◆ Exercise aim:
Word for word, reproduce every line of the data below.
#### Input material ####
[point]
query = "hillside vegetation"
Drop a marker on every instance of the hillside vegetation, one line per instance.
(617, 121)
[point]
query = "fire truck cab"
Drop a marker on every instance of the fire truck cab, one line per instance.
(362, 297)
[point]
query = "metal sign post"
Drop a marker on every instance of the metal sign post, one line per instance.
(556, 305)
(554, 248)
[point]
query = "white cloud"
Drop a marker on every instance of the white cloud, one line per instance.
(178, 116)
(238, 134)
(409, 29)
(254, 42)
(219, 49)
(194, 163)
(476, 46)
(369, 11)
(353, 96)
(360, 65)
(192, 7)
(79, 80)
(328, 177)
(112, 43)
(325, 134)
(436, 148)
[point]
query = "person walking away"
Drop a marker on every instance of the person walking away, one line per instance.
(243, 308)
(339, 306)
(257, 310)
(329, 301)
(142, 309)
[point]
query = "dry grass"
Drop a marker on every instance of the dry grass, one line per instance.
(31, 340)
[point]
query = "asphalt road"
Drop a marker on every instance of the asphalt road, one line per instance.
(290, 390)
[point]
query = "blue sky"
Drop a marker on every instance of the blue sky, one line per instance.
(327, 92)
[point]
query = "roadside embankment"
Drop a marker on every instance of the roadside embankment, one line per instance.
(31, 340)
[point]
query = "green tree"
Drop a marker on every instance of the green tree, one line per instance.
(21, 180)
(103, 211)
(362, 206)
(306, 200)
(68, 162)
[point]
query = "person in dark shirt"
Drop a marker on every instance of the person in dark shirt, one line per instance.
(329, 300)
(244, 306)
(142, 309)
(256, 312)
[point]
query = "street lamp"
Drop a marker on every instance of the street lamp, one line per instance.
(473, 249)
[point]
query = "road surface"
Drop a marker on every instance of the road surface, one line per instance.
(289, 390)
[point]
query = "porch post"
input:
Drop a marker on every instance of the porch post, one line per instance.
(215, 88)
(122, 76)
####
◆ Solution below:
[point]
query = "hillside vegetation"
Drop a marker on every instance of the hillside vegetation, one line per instance.
(617, 121)
[point]
query = "fire truck cab"
Drop a marker on every instance of the fire truck cab, one line per instance.
(362, 297)
[point]
query = "metal sign post"
Drop a marker on every instance of the metal sign post, one line per instance.
(556, 305)
(554, 248)
[point]
query = "white cloud"
Drop a marker on every instance of the white cloud, one line per instance.
(178, 116)
(238, 134)
(409, 29)
(254, 42)
(219, 49)
(194, 163)
(476, 46)
(369, 11)
(353, 96)
(360, 65)
(192, 7)
(79, 80)
(328, 177)
(112, 43)
(325, 134)
(436, 148)
[point]
query = "person walking away"
Drop a marker on every instance of the person walking away, one line per instance.
(243, 308)
(339, 306)
(257, 310)
(329, 301)
(142, 309)
[point]
query = "dry grass"
Drop a marker on every instance of the dry grass, one line per instance.
(31, 340)
[point]
query = "asphalt road"
Drop a marker on every instance of the asphalt road, one line per instance.
(290, 390)
[point]
query = "blue sky"
Drop a marker on every instance of the blue sky, one line per instance.
(327, 92)
[point]
query = "roadside embankment"
Drop a marker on every instance of the roadside embankment, one line per instance.
(31, 340)
[point]
query = "green tree"
Drop a marker on every instance of the green tree, one line per instance.
(21, 180)
(103, 211)
(362, 206)
(306, 200)
(68, 162)
[point]
query = "person in dark shirt"
Drop a marker on every instance of the person in dark shirt, one line per instance.
(329, 300)
(244, 306)
(142, 309)
(256, 312)
[point]
query = "street lamp"
Drop a marker on every instance of the street lamp, one line per instance.
(473, 249)
[point]
query = "road surface"
Drop a marker on every instance of the road surface, one line per instance.
(289, 390)
[point]
query = "porch post"
input:
Drop a marker on every instance of the porch post, one line per instance.
(215, 88)
(122, 76)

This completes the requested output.